WRITTEN REQUEST:
Count the lines in the records below that contain the word "brown", treating uppercase and lowercase as different, and give only that number.

* START *

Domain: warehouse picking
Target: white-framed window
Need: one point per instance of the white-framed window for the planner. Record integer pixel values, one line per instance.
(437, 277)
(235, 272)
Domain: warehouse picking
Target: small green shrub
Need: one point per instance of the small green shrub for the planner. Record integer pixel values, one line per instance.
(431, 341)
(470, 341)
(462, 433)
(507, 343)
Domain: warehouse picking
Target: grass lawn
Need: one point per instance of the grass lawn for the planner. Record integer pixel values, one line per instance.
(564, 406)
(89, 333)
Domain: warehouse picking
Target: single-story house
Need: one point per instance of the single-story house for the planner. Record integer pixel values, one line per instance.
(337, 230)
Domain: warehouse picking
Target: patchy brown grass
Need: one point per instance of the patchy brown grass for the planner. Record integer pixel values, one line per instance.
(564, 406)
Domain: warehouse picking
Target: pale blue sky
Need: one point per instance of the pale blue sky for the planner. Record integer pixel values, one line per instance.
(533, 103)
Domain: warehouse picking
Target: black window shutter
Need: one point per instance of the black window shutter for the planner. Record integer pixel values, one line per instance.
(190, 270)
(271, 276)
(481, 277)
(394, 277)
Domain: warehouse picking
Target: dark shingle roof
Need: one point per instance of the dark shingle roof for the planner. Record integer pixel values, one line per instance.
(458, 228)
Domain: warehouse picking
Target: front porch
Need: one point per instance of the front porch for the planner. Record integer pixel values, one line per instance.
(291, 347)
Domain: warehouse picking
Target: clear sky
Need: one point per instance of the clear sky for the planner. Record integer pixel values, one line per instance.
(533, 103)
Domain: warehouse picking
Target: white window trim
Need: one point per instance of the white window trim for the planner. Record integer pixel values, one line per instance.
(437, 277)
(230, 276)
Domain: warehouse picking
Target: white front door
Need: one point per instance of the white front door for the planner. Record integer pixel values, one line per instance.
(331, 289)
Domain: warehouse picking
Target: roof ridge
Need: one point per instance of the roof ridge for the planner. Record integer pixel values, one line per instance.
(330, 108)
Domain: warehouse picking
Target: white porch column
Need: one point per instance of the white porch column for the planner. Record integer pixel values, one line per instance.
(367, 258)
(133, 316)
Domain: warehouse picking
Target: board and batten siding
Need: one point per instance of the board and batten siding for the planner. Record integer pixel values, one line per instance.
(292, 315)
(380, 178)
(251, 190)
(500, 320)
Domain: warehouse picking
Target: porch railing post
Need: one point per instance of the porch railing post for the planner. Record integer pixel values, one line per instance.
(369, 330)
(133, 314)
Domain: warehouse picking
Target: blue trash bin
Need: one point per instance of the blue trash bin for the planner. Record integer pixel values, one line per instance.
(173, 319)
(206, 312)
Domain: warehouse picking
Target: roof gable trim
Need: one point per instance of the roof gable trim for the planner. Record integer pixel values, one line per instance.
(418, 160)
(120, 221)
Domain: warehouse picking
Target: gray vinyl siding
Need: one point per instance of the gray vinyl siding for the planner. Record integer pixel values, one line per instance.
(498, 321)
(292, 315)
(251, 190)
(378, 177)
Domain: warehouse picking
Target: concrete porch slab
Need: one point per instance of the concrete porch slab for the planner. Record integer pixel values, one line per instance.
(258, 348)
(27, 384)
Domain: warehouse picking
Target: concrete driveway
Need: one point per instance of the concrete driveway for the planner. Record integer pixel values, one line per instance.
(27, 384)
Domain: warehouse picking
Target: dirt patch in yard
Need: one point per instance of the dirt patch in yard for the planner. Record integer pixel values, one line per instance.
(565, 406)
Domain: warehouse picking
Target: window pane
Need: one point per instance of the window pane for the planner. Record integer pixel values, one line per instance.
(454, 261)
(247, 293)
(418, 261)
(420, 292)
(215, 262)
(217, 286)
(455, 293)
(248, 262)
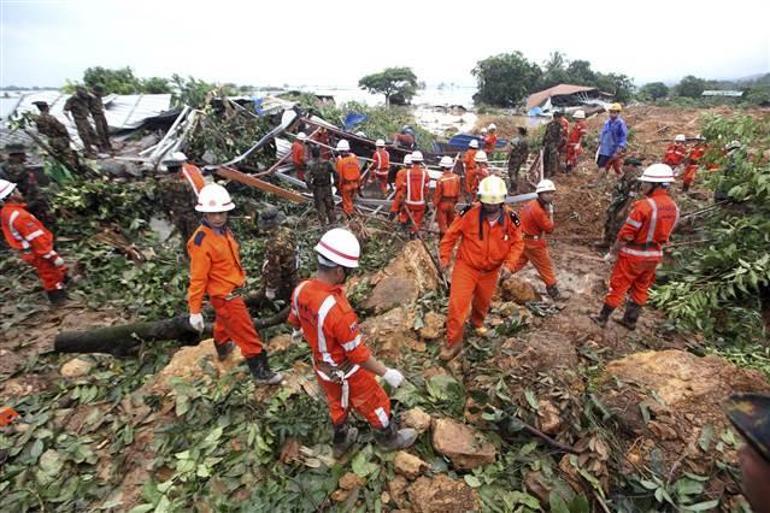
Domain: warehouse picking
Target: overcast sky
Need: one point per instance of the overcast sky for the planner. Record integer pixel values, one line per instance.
(45, 42)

* END *

EXERCISE ANSWER:
2